Requirement: Retype the part of the predatory lending article starting at "For most families, buying" and ending at "percent or more.".

Los Gatos Weekly-Times
Homes
How homebuyers can avoid predatory lending
By Rose Meily
Foreclosures increased 94 percent last year to 157,417 homes in California, as homeowners struggle with fast-rising home payments and a slow-selling market, a Fair Oaks real estate investment advisory firm reported early this month. California had the most foreclosures filed nationwide, while Nevada had the largest percentage increase at 175 percent last year compared to 2005, according to Foreclosures.com.
Nationwide, almost 971,000 foreclosure filings were reported last year, 51 percent more than the 641,000 in 2005, according to the report.
For most families, buying a home is the biggest purchase they ever make. Unfortunately, not all loans are in their best interest. It's important to learn the warning signs associated with predatory lending, to ask the right questions when shopping for low-cost loans, and therefore prevent the risk of foreclosure on your home.
Possible warning signs of a predatory loan include:
* It sounds too easy: "Guaranteed approval" or "no income verification" sometimes indicate the lender doesn't care whether you can afford to make the payments over the long haul.
* Excessive fees: Make sure fees are typical of those in your market. Because these costs can be financed as part of the loan, they are easy to disguise or downplay. It is common for homebuyers to pay only 1 percent of the loan amount for prime loans. A typical predatory loan may cost 5 percent or more.
* Large future costs: High-risk adjustable rate mortgages with payments that rise substantially after a short introductory period are seldom appropriate for families that already have had problems repaying other loans. Homebuyers should also avoid a large, single "balloon" payment (a lump sum due at the end of the loan's term).

Records shown:
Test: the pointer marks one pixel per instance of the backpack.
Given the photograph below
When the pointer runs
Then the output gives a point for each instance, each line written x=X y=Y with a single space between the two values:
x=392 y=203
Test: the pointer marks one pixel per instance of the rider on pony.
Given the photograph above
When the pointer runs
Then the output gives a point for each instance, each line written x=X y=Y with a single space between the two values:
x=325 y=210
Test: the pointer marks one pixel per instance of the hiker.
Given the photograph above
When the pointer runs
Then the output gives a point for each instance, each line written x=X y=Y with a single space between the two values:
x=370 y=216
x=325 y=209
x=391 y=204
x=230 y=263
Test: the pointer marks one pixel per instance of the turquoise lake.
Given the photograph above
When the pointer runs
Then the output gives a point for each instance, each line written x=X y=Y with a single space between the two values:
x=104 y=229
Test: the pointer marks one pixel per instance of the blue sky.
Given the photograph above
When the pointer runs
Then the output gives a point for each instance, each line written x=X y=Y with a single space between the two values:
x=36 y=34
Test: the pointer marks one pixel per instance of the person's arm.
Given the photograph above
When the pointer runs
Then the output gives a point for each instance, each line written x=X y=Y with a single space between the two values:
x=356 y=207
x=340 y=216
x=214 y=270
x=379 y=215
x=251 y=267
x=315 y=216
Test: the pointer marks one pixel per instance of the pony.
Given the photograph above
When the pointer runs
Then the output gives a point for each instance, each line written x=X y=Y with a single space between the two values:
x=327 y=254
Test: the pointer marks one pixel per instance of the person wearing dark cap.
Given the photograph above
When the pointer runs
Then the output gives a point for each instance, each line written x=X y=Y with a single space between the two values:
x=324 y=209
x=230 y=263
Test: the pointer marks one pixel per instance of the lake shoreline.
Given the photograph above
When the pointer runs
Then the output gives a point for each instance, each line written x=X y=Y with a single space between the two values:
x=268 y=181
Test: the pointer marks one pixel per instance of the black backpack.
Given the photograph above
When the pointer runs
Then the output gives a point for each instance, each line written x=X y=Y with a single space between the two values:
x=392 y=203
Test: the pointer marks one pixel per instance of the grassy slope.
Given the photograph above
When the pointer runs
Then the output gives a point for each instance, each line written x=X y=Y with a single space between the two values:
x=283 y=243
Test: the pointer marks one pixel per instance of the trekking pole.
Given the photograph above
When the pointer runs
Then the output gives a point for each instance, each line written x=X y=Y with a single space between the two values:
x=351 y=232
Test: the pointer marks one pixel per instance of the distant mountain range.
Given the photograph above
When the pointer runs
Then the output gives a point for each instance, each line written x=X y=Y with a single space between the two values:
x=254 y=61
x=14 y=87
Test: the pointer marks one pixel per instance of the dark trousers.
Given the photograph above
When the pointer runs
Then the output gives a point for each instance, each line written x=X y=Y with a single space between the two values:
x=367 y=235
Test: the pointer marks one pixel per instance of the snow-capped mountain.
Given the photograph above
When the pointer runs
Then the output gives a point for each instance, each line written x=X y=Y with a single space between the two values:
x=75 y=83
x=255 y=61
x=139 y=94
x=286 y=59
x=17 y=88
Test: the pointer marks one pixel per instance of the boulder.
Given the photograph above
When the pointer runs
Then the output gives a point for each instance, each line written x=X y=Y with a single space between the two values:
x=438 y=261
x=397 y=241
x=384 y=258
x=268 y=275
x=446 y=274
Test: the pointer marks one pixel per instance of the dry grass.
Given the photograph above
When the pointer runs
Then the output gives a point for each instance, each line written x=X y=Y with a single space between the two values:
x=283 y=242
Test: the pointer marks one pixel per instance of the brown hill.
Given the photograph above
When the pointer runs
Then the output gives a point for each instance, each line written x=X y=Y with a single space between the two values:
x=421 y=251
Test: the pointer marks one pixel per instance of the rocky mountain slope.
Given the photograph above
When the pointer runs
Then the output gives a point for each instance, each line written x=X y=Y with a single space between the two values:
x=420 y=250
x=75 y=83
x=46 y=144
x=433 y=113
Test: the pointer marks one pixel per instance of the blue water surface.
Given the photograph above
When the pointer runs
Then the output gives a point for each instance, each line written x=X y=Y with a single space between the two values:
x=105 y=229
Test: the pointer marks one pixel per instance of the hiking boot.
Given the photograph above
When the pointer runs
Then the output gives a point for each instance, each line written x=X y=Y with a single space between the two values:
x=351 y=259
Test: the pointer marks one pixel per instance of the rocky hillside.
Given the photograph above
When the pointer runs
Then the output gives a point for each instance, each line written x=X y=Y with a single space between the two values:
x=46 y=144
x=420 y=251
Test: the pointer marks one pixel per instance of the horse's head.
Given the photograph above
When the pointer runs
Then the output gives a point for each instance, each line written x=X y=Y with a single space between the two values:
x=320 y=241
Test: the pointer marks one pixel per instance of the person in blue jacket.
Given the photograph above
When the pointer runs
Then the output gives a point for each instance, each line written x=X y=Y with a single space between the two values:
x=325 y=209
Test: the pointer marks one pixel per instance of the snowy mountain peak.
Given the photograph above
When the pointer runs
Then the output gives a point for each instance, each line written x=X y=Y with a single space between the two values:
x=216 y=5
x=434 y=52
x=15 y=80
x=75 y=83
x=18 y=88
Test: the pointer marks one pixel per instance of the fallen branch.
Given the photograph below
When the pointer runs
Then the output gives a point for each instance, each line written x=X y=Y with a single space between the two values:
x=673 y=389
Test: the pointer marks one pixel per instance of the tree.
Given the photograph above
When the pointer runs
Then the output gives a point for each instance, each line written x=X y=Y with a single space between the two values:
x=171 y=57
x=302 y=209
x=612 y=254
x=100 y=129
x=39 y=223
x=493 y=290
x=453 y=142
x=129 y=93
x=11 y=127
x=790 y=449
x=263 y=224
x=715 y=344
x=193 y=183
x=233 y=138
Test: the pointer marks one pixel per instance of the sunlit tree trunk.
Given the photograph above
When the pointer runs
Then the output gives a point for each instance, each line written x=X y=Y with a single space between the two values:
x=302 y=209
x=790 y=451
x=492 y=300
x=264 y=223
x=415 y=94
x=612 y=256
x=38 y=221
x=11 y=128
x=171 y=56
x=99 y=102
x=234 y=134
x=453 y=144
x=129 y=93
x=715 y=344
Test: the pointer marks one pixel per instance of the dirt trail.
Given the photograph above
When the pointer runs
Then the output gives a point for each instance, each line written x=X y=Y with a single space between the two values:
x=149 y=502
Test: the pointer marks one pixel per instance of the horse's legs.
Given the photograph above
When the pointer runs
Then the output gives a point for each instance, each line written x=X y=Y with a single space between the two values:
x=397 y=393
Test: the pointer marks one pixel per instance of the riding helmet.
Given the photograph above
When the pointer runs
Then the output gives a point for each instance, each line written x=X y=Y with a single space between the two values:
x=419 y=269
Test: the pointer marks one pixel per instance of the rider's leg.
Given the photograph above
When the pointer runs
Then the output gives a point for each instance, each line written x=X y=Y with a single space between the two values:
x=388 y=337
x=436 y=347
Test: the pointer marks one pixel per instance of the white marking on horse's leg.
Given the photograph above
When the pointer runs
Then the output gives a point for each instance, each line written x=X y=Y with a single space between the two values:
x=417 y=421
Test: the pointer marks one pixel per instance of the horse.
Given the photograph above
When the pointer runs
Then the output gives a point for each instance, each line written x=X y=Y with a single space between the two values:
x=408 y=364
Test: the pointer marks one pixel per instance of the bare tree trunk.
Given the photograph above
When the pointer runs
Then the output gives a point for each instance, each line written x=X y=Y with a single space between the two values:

Task answer:
For most families, buying a home is the biggest purchase they ever make. Unfortunately, not all loans are in their best interest. It's important to learn the warning signs associated with predatory lending, to ask the right questions when shopping for low-cost loans, and therefore prevent the risk of foreclosure on your home.
Possible warning signs of a predatory loan include:
* It sounds too easy: "Guaranteed approval" or "no income verification" sometimes indicate the lender doesn't care whether you can afford to make the payments over the long haul.
* Excessive fees: Make sure fees are typical of those in your market. Because these costs can be financed as part of the loan, they are easy to disguise or downplay. It is common for homebuyers to pay only 1 percent of the loan amount for prime loans. A typical predatory loan may cost 5 percent or more.